→ Task goal:
Count the lines in the listing below that contain the string "hair", and give only the number.

***** Supplied material *****

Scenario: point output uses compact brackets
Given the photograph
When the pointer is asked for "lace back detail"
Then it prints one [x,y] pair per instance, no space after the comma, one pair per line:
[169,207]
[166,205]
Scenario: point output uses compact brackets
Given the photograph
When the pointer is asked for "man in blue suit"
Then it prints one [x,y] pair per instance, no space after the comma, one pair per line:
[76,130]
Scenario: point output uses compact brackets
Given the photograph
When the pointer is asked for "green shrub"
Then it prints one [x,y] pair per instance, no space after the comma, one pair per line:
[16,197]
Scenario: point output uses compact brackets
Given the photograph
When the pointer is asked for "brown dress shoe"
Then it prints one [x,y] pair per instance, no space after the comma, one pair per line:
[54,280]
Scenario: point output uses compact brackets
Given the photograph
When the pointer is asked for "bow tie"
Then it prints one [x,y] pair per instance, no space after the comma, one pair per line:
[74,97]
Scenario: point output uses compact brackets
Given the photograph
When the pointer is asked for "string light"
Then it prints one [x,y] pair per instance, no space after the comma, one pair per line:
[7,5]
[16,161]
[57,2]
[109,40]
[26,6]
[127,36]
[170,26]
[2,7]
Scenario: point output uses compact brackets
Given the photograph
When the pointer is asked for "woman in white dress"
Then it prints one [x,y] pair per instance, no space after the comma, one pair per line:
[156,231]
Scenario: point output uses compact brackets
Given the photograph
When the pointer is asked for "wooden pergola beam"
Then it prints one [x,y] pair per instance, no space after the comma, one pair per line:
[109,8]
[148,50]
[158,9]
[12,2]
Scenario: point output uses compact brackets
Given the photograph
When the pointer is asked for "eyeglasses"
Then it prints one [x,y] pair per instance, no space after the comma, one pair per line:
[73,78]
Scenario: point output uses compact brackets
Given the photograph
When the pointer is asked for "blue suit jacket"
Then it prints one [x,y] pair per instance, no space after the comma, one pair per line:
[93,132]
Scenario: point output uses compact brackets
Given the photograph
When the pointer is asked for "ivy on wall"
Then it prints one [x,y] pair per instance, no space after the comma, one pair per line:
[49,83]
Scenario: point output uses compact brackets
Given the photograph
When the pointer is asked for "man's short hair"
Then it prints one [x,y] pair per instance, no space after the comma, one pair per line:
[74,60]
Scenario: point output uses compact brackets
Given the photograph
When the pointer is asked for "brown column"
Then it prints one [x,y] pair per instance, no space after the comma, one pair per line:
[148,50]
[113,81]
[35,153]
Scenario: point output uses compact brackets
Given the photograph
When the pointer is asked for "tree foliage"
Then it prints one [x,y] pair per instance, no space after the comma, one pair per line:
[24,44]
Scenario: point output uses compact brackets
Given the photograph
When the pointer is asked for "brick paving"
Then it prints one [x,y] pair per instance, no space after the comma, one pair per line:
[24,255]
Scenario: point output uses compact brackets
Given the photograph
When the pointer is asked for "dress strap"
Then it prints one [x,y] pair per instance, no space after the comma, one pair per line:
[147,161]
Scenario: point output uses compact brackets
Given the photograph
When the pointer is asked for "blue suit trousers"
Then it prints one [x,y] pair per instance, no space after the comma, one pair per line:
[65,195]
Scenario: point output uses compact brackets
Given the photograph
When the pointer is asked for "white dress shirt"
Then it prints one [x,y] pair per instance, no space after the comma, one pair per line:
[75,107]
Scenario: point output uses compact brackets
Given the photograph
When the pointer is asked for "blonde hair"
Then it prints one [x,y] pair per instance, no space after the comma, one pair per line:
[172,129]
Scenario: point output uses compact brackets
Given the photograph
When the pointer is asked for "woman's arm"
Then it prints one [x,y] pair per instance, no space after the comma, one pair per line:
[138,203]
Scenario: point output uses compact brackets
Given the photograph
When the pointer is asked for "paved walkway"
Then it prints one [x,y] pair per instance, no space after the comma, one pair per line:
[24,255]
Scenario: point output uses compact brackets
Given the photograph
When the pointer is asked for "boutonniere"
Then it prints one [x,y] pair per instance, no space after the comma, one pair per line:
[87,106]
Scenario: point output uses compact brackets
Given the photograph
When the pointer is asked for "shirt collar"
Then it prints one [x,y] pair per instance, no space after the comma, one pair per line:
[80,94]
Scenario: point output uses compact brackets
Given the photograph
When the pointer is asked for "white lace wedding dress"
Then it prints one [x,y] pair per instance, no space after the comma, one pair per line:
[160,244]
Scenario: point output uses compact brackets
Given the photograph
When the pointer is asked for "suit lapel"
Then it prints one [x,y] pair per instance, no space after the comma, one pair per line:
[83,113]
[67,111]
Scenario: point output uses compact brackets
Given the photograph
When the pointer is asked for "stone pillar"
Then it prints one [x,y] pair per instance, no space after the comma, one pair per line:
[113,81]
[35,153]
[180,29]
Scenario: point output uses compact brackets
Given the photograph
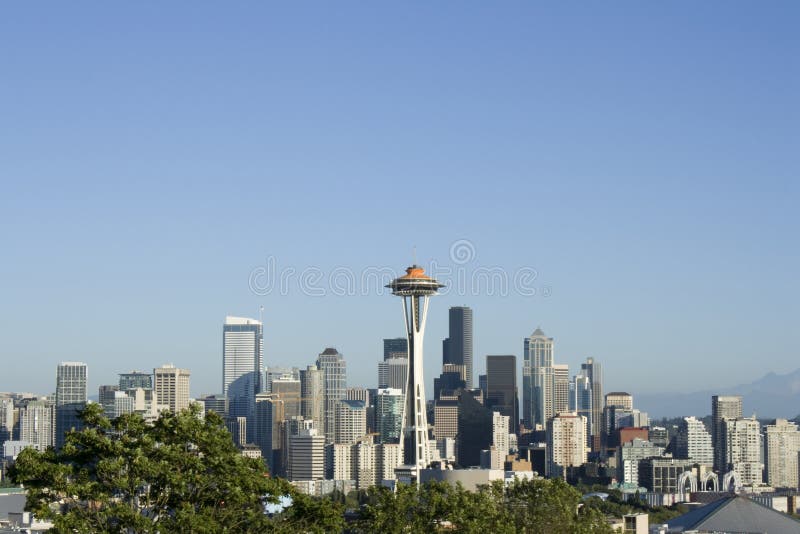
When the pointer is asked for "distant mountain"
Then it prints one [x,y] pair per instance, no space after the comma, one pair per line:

*****

→ Written answer:
2